=== RECORD SET ===

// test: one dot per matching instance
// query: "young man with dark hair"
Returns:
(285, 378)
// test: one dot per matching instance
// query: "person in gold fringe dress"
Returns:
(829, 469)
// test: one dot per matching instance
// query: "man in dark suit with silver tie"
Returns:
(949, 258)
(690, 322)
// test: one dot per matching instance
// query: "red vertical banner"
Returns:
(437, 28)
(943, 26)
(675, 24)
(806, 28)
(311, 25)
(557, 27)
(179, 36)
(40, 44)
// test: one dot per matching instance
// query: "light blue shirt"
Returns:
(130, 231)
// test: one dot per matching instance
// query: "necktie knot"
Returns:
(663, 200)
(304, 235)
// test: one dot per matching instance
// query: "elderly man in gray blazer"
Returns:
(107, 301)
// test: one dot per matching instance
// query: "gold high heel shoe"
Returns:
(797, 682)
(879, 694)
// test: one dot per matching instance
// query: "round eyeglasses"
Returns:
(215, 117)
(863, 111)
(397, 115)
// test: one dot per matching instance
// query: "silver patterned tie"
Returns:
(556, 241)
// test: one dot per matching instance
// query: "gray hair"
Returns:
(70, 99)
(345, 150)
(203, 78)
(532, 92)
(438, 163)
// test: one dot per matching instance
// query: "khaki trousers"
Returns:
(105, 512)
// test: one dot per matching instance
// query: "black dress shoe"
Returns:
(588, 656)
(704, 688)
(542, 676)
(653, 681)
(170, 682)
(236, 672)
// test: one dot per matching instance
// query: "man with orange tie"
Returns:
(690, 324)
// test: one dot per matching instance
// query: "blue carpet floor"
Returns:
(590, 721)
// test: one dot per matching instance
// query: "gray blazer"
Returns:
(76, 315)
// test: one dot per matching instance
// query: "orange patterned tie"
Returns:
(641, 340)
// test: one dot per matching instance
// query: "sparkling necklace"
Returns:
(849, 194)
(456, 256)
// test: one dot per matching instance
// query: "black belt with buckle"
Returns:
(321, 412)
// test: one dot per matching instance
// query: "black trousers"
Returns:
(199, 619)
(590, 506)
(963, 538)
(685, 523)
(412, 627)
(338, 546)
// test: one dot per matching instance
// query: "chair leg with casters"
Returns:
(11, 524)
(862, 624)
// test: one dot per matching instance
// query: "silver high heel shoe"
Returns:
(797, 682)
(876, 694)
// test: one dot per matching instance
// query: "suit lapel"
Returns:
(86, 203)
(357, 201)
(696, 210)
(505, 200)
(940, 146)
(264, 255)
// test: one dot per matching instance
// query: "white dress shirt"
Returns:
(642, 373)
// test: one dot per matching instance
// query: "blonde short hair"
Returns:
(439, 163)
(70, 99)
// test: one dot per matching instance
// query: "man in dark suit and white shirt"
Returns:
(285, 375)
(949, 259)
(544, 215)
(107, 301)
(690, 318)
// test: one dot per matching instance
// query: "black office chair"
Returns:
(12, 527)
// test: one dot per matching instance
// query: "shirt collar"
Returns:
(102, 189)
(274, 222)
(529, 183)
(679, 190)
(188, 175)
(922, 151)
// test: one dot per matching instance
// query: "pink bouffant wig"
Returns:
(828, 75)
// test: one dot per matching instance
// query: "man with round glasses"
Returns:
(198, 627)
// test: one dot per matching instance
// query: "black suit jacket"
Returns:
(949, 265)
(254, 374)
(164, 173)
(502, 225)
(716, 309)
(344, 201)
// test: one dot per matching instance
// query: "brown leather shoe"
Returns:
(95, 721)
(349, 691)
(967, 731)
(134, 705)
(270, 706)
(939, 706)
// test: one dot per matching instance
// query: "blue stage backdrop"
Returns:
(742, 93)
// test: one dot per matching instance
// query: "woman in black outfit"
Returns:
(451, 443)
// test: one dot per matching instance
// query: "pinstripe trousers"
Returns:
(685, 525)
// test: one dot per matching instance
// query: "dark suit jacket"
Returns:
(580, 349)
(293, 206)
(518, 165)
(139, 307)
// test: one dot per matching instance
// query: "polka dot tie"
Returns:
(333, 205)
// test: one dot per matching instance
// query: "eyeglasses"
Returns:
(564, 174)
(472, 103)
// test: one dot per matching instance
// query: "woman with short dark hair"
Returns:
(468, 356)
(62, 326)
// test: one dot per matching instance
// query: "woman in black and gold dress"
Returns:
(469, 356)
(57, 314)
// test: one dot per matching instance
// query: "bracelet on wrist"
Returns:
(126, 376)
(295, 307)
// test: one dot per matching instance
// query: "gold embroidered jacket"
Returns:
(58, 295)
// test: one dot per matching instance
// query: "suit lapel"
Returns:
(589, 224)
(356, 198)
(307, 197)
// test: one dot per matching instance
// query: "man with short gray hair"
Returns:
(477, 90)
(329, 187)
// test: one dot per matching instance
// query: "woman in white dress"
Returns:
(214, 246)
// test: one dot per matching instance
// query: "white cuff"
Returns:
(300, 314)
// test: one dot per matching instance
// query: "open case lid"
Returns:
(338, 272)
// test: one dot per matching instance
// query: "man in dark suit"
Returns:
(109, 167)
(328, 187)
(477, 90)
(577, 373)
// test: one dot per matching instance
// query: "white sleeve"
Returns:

=== TASK DETAILS ===
Set down the entries above again, word for word.

=== TASK ANSWER ===
// test: one dot per matching instance
// query: "young man with dark hair"
Returns:
(285, 378)
// test: one dot per matching instance
// query: "person in gold fringe dress"
Returns:
(829, 469)
// test: one dot per matching instance
// query: "man in dark suit with silver tie"
Returns:
(949, 258)
(690, 322)
// test: one dot per matching instance
// query: "red vertical banner"
Returns:
(437, 28)
(943, 26)
(675, 24)
(806, 28)
(311, 25)
(557, 27)
(179, 36)
(40, 44)
// test: one dot per matching instance
// query: "light blue shirt"
Returns:
(130, 231)
// test: one dot per matching instance
// query: "necktie knot"
Returns:
(663, 200)
(304, 235)
// test: one dot per matching instance
// query: "elderly man in gray blazer"
Returns:
(107, 301)
// test: one dot per matching instance
// query: "gold high heel shoe"
Returns:
(797, 682)
(879, 694)
// test: one dot per matching instance
// query: "round eyeglasses"
Returns:
(215, 117)
(863, 111)
(397, 115)
// test: one dot per matching instance
// query: "silver patterned tie"
Returns:
(556, 241)
// test: one dot per matching instance
// query: "gray hair"
Returns:
(70, 99)
(345, 150)
(203, 78)
(532, 92)
(438, 163)
// test: one dot per matching instance
// query: "khaki trousers"
Returns:
(105, 512)
// test: one dot per matching instance
// query: "black dress shoe"
Returns:
(588, 656)
(704, 688)
(542, 676)
(653, 681)
(170, 682)
(236, 672)
// test: one dot per matching instance
// query: "man with orange tie"
Returns:
(690, 324)
// test: one dot per matching instance
// query: "blue carpet floor"
Returns:
(590, 721)
// test: one dot per matching instance
// query: "gray blazer"
Returns:
(76, 315)
// test: one dot per matching instance
// query: "orange patterned tie"
Returns:
(641, 340)
// test: one dot per matching instance
// query: "sparkling necklace"
Returns:
(849, 194)
(456, 256)
// test: one dot per matching instance
// query: "black belt with buckle"
Returns:
(321, 412)
// test: one dot per matching instance
// query: "black trousers"
Returns:
(199, 619)
(590, 506)
(963, 538)
(685, 523)
(412, 627)
(338, 546)
// test: one dot per matching instance
// query: "chair leg with casters"
Returns:
(11, 524)
(862, 624)
// test: one dot per matching instance
// query: "silver high heel shoe"
Returns:
(797, 682)
(876, 694)
// test: one dot per matching instance
// query: "suit lapel"
Returns:
(86, 203)
(357, 201)
(696, 210)
(505, 200)
(940, 146)
(264, 255)
// test: one dot per matching instance
// query: "white dress shirt"
Returns:
(642, 373)
// test: one dot per matching instance
// query: "blonde short hair"
Returns:
(439, 163)
(70, 99)
// test: one dot per matching instance
// query: "man in dark suit and white shirt"
Returns:
(285, 375)
(949, 259)
(544, 215)
(107, 301)
(690, 318)
// test: one dot per matching instance
// query: "black office chair"
Returns:
(12, 527)
// test: one dot per matching instance
// query: "shirt collar"
Returns:
(102, 189)
(274, 222)
(529, 183)
(679, 190)
(188, 175)
(922, 151)
// test: one dot per matching instance
// query: "pink bouffant wig"
Returns:
(828, 75)
// test: one dot per matching instance
// query: "man with round glasses"
Returns:
(198, 627)
// test: one dot per matching instance
// query: "black suit jacket"
Returns:
(949, 265)
(254, 374)
(164, 173)
(502, 225)
(716, 309)
(344, 201)
// test: one dot per matching instance
// query: "brown leather shoe"
Returns:
(95, 721)
(349, 691)
(967, 731)
(134, 705)
(270, 706)
(939, 706)
// test: one dot per matching instance
// query: "blue stage backdrop"
Returns:
(742, 93)
// test: one dot per matching instance
// query: "woman in black outfit"
Returns:
(451, 443)
// test: one dot per matching instance
// query: "pinstripe trousers"
Returns:
(685, 525)
// test: one dot per matching instance
// query: "dark suit jacket"
Returns:
(580, 349)
(293, 206)
(518, 165)
(139, 307)
// test: one dot per matching instance
// query: "polka dot tie"
Returns:
(333, 205)
// test: one dot per matching instance
// query: "eyeglasses"
Returns:
(564, 174)
(472, 103)
// test: one dot per matching instance
// query: "woman with short dark hair"
Returns:
(468, 356)
(62, 326)
// test: one dot per matching instance
// query: "woman in black and gold dress"
Returns:
(469, 356)
(57, 314)
// test: one dot per matching instance
// query: "bracelet on wrist"
Returns:
(126, 376)
(295, 307)
// test: one dot per matching instance
// query: "gold embroidered jacket"
Returns:
(58, 295)
// test: one dot per matching instance
// query: "suit lapel"
Returns:
(589, 224)
(356, 198)
(307, 197)
// test: one dot per matching instance
// query: "man with short gray hair"
Returns:
(477, 90)
(329, 187)
// test: one dot per matching instance
// query: "woman in white dress"
Returns:
(214, 246)
// test: one dot per matching instance
// query: "white cuff"
Returns:
(300, 314)
// test: one dot per matching instance
// query: "open case lid"
Returns:
(338, 272)
// test: one dot per matching instance
// query: "man in dark suit"
Returns:
(109, 167)
(328, 187)
(477, 90)
(577, 373)
// test: one dot per matching instance
// query: "white sleeve"
Returns:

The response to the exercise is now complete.